## SELECTED EXTRACT
========================================================================
Theoretical referents in Communist and Socialist discourse on equality
What concept of equality did Chilean Marxist intellectuals have in the 1960s? The PC leadership, aware of “ideological backwardness” among party activists, recognized on more than one occasion its difficulty in producing an original theoretical elaboration.
The theoretical treatment of the notion of equality among the PC’s organic intellectuals of this period was very limited. There are several possible reasons for this. First, the concept had not been much used in discussions on the left at that time, and had not been properly developed. Second, the party’s theoretical thought was subordinated to the immediate priorities of political struggle, focusing more on how to get into a position of power than on explaining the distribution of goods under socialism. Finally, party intellectuals had very little access to authors not singled out for attention by the party leadership on the basis of indications from the Communist parties of other countries. Consequently, they were forced to rely on secondary sources which were not necessarily attuned to their own theoretical-political interests. But even if they lacked a rigorous conceptualization of equality, equalitywas very much a part of their belief-system.
The theoretical notion under which equality was discussed within the PC was that of Communist Humanism. In his 1964 work, Orlando Millas identified Marxism with communism, and communism with humanism. He affirmed that the creative potential of humans would unfold under communism and therefore that this was what Chile should aspire to. He wrote of Marxism, “its principles and goal, socialism and communism, lead to the triumph of humanity; it is real humanism, and for this very reason it unleashes torrents of creative impulses. This must be the future of Chile” (Millas 1964: 62). Millas also asserted, in his 1968 book, El humanismo científico de los comunistas, that communist humanism would transcend the limitations of bourgeois humanism, that is, those imposed by capital: the exploitation of man by man, and loss of freedom.
This humanism was viewed by the PC as the principle that would guide the distribution of goods in communist society. In a 1967 edition of the journal Principios commemorating the 50th anniversary of the Bolshevik Revolution, its editor Carlos Jorquera took up Lenin’s commentary on Marx’s maxim from the Critique of the Gotha Program – “from each according to his abilities, to each according to his needs” – to remind his readers that under socialism distribution would be in accordance with one’s work. In communist society, distribution would be in accordance with need, but for this to be possible, it would be indispensable to have an abundant production of goods, for which purpose the PC stressed the need to raise the levels of industrialization and of labor productivity (Jorquera 1967: 27-28).
In sum, communist humanism provided the PC with a basis both for criticizing capitalism and for guiding the construction of the society would eventually replace it. It was in this context that equality would be realized, because once private ownership of the means of production was eliminated, there would no longer be any basis for the exploitation of one human being by another. Redistribution on the basis of need would then become possible.
========================================================================
## DATA PROVIDED
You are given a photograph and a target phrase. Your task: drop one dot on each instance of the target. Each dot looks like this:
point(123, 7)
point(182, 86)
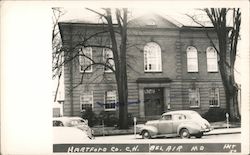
========================================================================
## TASKS TO PERFORM
1. The excerpt on Communist and Socialist discourse on equality, placed above the listing, gives several reasons why the PC's organic intellectuals treated the notion of equality so thinly. List each of those reasons.
2. Pick up the excerpt on Communist and Socialist discourse on equality, found above the listing, after its final sentence and carry it forward.

## EXPECTED ANSWERS
1.
- The concept had not been much used in discussions on the left at that time and had not been properly developed.
- The party's theoretical thought was subordinated to the immediate priorities of political struggle, focusing more on how to get into a position of power than on explaining the distribution of goods under socialism.
- Party intellectuals had very little access to authors not singled out for attention by the party leadership on the basis of indications from the Communist parties of other countries, so they were forced to rely on secondary sources not necessarily attuned to their own theoretical-political interests.

2.
It was intellectuals of the PS – Clodomiro Almeyda and, especially, Salvador Allende – who made explicit use of the notion of equality. Almeyda wrote in 1948 that distribution in communist society would be in accordance with need, or with what one deserved in terms of one’s own traits and not on the basis some externally imposed criterion. At the same time, he also stressed that a sufficiently high level of economic, technological and cultural development would be required in order to make this possible.
In 1963, the Socialist journal Arauco devoted two issues to a course given by Almeyda on the Marxist conception of man. Here for the first time a Socialist intellectual embraced the notions of equality and justice in the form put forward by Marx for communist society, based on distribution in accordance with need. Regarding the preconditions for such an outcome, he wrote,
It is not easy to arrive at the moment when each person will be given what s/he needs. That implies and presupposes that man will have succeeded in producing sufficient goods to be able to satisfy the requirements of human wellbeing. For this reason, only a society enriched by labor can be completely just; only in a society capable of producing wellbeing can one imagine the authentic attainment of justice. (Almeyda 1963: 24)
With regard to the earlier phase – in which distribution is in accordance with work – Almeyda argued that this is still at least more just than the practice of capitalist society, because the worker’s labor then better expresses his or her “concrete being” (24).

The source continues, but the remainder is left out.